Written problem –
Please write the listing below out again exactly, leaving every picture behind.

·····

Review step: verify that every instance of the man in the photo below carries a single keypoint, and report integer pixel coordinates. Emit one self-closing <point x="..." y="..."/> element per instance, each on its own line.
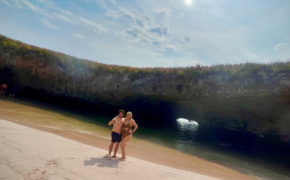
<point x="116" y="133"/>
<point x="3" y="88"/>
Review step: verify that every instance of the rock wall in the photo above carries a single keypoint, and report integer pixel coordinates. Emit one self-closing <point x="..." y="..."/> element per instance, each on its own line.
<point x="258" y="103"/>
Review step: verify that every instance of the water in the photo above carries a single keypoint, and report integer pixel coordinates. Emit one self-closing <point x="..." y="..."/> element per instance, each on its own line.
<point x="180" y="136"/>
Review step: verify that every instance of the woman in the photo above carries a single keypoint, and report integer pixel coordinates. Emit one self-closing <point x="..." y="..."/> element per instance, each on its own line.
<point x="127" y="133"/>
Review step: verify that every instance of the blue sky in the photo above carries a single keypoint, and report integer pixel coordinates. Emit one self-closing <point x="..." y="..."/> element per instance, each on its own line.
<point x="154" y="33"/>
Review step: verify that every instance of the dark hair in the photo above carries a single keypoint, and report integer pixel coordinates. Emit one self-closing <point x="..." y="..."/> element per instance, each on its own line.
<point x="121" y="110"/>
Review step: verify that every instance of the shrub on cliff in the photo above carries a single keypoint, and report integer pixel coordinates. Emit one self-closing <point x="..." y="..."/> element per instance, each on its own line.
<point x="72" y="64"/>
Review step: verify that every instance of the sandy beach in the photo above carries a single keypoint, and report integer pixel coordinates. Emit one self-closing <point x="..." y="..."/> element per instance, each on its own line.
<point x="32" y="154"/>
<point x="32" y="131"/>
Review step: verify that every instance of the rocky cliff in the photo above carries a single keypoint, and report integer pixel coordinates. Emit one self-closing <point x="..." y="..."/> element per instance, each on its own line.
<point x="246" y="98"/>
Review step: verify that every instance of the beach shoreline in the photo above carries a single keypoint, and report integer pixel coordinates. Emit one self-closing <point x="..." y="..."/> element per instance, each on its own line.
<point x="199" y="166"/>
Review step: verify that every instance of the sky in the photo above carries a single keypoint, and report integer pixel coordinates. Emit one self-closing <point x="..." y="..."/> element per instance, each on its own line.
<point x="154" y="33"/>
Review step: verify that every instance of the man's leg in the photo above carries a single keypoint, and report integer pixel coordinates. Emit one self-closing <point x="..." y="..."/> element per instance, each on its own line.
<point x="111" y="148"/>
<point x="116" y="149"/>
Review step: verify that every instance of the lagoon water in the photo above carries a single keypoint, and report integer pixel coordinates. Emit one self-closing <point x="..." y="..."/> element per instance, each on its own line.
<point x="180" y="136"/>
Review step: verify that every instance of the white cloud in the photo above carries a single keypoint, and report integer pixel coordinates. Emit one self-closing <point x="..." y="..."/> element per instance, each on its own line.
<point x="113" y="2"/>
<point x="164" y="12"/>
<point x="102" y="3"/>
<point x="17" y="3"/>
<point x="35" y="8"/>
<point x="280" y="46"/>
<point x="47" y="23"/>
<point x="128" y="15"/>
<point x="5" y="2"/>
<point x="78" y="36"/>
<point x="96" y="26"/>
<point x="64" y="18"/>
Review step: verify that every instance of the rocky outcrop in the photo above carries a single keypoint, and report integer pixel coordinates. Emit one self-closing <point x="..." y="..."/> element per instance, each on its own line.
<point x="257" y="103"/>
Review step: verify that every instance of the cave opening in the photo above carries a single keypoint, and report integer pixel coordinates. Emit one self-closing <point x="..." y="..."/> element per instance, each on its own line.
<point x="179" y="88"/>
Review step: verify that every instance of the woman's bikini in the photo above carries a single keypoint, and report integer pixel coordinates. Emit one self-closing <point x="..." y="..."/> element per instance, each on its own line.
<point x="126" y="129"/>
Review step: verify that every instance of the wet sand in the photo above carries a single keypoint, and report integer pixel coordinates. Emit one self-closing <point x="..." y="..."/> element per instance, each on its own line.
<point x="160" y="155"/>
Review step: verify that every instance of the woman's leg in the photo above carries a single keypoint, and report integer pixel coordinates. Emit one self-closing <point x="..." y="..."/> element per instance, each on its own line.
<point x="123" y="146"/>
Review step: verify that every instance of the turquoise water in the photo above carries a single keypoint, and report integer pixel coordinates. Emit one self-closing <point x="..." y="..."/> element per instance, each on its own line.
<point x="180" y="136"/>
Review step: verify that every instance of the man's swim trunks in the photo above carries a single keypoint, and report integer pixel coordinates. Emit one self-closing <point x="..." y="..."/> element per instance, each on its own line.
<point x="116" y="137"/>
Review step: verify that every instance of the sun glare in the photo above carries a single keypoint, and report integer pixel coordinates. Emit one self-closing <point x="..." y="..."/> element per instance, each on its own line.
<point x="188" y="1"/>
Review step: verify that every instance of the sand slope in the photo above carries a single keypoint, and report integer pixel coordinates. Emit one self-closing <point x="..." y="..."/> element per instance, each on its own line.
<point x="27" y="153"/>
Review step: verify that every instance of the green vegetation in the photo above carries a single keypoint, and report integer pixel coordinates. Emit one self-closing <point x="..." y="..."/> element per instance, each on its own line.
<point x="70" y="63"/>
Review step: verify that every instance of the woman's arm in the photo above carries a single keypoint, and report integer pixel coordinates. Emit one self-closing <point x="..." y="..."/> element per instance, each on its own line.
<point x="135" y="126"/>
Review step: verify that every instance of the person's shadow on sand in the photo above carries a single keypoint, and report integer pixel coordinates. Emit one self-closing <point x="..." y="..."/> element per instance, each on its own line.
<point x="102" y="162"/>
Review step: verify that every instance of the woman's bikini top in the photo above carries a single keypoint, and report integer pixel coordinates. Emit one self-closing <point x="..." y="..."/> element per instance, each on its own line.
<point x="128" y="131"/>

·····

Expected answer –
Review step: verify that every instance of the man in the photo below carries a single keypoint, and report integer pixel coordinates. Emit one self-closing <point x="..." y="..."/> element per instance, each on its own line.
<point x="116" y="133"/>
<point x="3" y="88"/>
Review step: verify that every instance of the rock wall in the photo above carries a single keypoint, and report integer pixel coordinates. Emit one self-closing <point x="..." y="..."/> element per instance, each on its own line.
<point x="258" y="103"/>
Review step: verify that every instance of the water in the photo above carries a single keypoint, and report integer pixel coordinates. Emit one self-closing <point x="..." y="..."/> element per instance, each on its own line.
<point x="180" y="136"/>
Review step: verify that every instance of the woman in the photo above carries a single keypoint, and report integer pixel coordinates. Emit one self-closing <point x="..." y="..."/> element per instance, each on its own line.
<point x="127" y="133"/>
Review step: verify that every instance of the blue sky in the photo above carries a single keypoint, and report integer pixel coordinates. Emit one self-closing <point x="..." y="..."/> element per instance, each on its own line.
<point x="154" y="33"/>
Review step: verify that every instance of the dark hair in the photo above carries a single keypoint, and report integer pixel coordinates. Emit one self-closing <point x="..." y="..."/> element per instance, each on its own line.
<point x="121" y="110"/>
Review step: verify that every instance of the shrub on cliff in the photo above carries a single keypoint, and report integer pixel coordinates. Emit one self-closing <point x="..." y="..."/> element per instance, each on its own line.
<point x="72" y="64"/>
Review step: verify that every instance of the sandy beach in the photo above carries a single keypoint, and report integer pixel coordinates. Emit one self-closing <point x="..." y="..."/> element per instance, each on its own line.
<point x="32" y="154"/>
<point x="32" y="131"/>
Review step: verify that every instance of the rocky cliff in the photo above carries a single keypoint, and report integer pixel coordinates. Emit one self-closing <point x="..." y="..."/> element per instance, each on its own line.
<point x="246" y="98"/>
Review step: verify that every instance of the beach shoreline in the photo above carries a single keypoint, and report integer pixel coordinates. Emit one self-closing <point x="..." y="..."/> element per instance, each on its own line.
<point x="199" y="166"/>
Review step: verify that every instance of the sky in the photo above carries a single keypoint, and report integer pixel coordinates. Emit one self-closing <point x="..." y="..."/> element per instance, each on its own line.
<point x="154" y="33"/>
Review step: verify that every instance of the man's leg in the photo above carries a single keypoint, and report integer pixel coordinates. Emit one self-closing <point x="..." y="..."/> element per instance, each on its own line.
<point x="111" y="148"/>
<point x="116" y="149"/>
Review step: verify that every instance of the lagoon water in the photo above carries a single keypoint, and report integer pixel coordinates. Emit one self-closing <point x="..." y="..."/> element per instance, each on its own line.
<point x="180" y="136"/>
Review step: verify that every instance of the white cloud in the photo above carries a single keypoint, and report integer pixel coordinates. Emit one self-closing <point x="..." y="..."/> element per instance, each on its own line.
<point x="113" y="2"/>
<point x="164" y="12"/>
<point x="102" y="3"/>
<point x="17" y="3"/>
<point x="35" y="8"/>
<point x="280" y="46"/>
<point x="47" y="23"/>
<point x="128" y="15"/>
<point x="5" y="2"/>
<point x="78" y="36"/>
<point x="96" y="26"/>
<point x="64" y="18"/>
Review step: verify that every instance of the rocky outcrop in the photo above carries a single keypoint, and report integer pixel coordinates. Emit one self-closing <point x="..." y="..."/> element per instance, each on its own line.
<point x="257" y="103"/>
Review step: verify that every instance of the cave opening in the photo above carries a single keypoint, and report integer pixel coordinates. Emit one self-closing <point x="..." y="..."/> element per instance, each on its own line.
<point x="179" y="88"/>
Review step: verify that every instance of the woman's bikini in the photo above carries a single keypoint, and report integer pixel coordinates. Emit one self-closing <point x="..." y="..."/> element per instance, each on its own line.
<point x="126" y="129"/>
Review step: verify that every instance of the wet sand in the photo above carries a single keypoint, and report integer pixel coordinates. Emit one self-closing <point x="..." y="..."/> element per instance, each on its own line.
<point x="160" y="155"/>
Review step: verify that every instance of the woman's leg in the photo above carries a single keypoint, and report integer pixel coordinates. Emit one self-closing <point x="..." y="..."/> element per instance, each on its own line.
<point x="123" y="146"/>
Review step: verify that every instance of the turquoise water in the photo above carries a single keypoint, and report integer pixel coordinates. Emit one self-closing <point x="..." y="..."/> element per instance, each on its own line.
<point x="180" y="136"/>
Review step: verify that every instance of the man's swim trunks in the photo above carries a single keypoint, and report integer pixel coordinates. Emit one self-closing <point x="..." y="..."/> element per instance, each on its own line.
<point x="116" y="137"/>
Review step: verify that every instance of the sun glare in the photo above carries a single keypoint, and report integer pixel coordinates. Emit one self-closing <point x="..." y="..."/> element per instance, each on its own line.
<point x="188" y="1"/>
Review step: verify that every instance of the sand slope in the photo above carries a single keypoint, and report integer pixel coordinates. Emit one self-closing <point x="..." y="..."/> element per instance, each on its own line.
<point x="27" y="153"/>
Review step: verify that every instance of the green vegetation in the photo above carries a single keypoint, and report integer pixel coordinates. Emit one self-closing <point x="..." y="..."/> element per instance, each on its own line.
<point x="70" y="63"/>
Review step: verify that every instance of the woman's arm in the photo above carries a single keypoint, and report integer pixel coordinates. Emit one self-closing <point x="..." y="..."/> element per instance, each on its own line.
<point x="135" y="126"/>
Review step: verify that every instance of the person's shadow on sand in the photo above carries a single keypoint, and report integer pixel coordinates. Emit one self-closing <point x="..." y="..."/> element per instance, each on its own line.
<point x="102" y="162"/>
Review step: verify that every instance of the woman's bikini top in the photo above carries a single keypoint, and report integer pixel coordinates. Emit one self-closing <point x="..." y="..."/> element per instance, each on its own line.
<point x="128" y="131"/>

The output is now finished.